===== TEXT EXCERPT =====

# New method for finding CO2 concentration



## holocron (Mar 12, 2006)

I was browsing around APC and noticed a post about a better method of testing the CO2 ppm in a tank. The current known method is to follow the ph/kh relationship, but in some cases that method is thrown off (by adding peat or driftwood for example). So the person made a chart based on the difference between the ph reading of hte water in the tank vs. the ph reading after the water had been sitting out in the open air for 24 hours. The change in PH would determine the co2 concentration.

here is the chart:
http://www.aquaticplantcentral.com/gallery/showimage.php?i=2920&c=3

The whole article:
http://www.aquaticplantcentral.com/...rtilizing/14281-another-co2-chart-to-try.html


----------



## Plant Crazy (Mar 24, 2006)

===== PROVIDED MATERIAL =====

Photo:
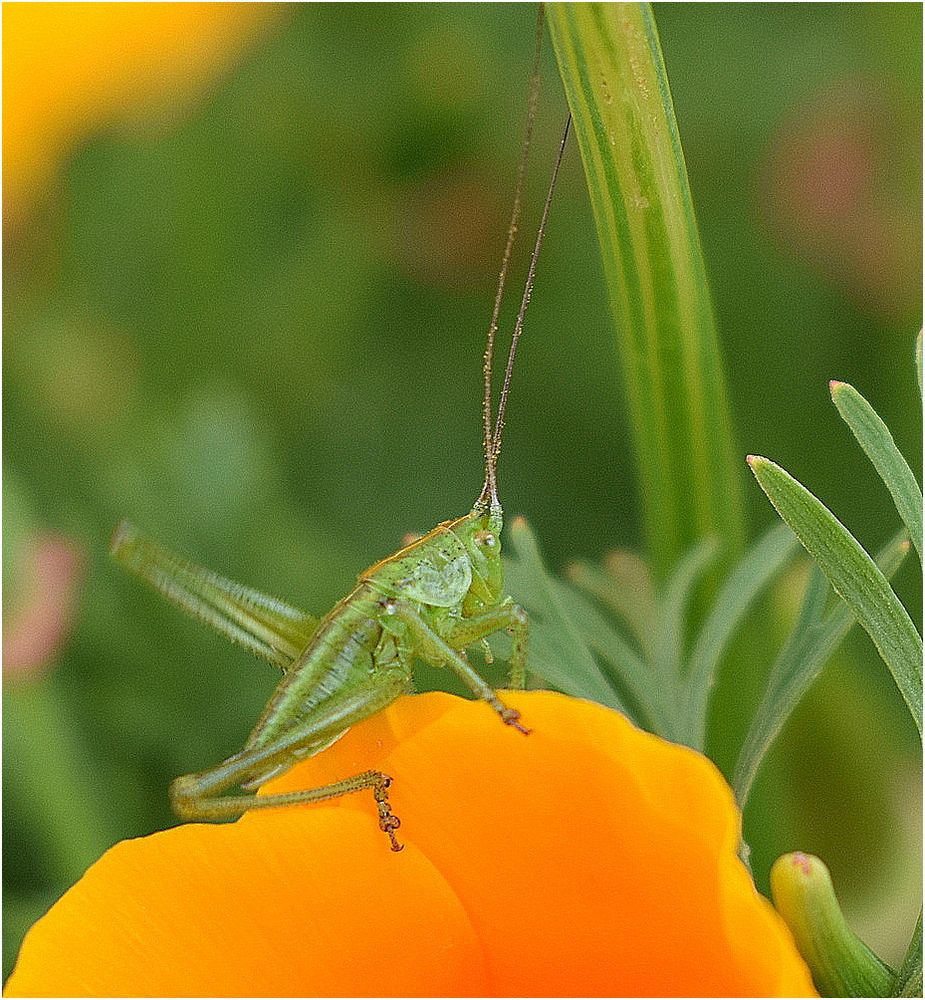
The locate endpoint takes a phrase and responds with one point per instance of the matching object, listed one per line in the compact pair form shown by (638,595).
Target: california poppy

=====

In the CO2 concentration thread, how long did the water sit out in the open air before its second pH reading? The listing has nothing to do with what comes next.

§ **ANSWER TO THE PROBLEM**: 24 hours.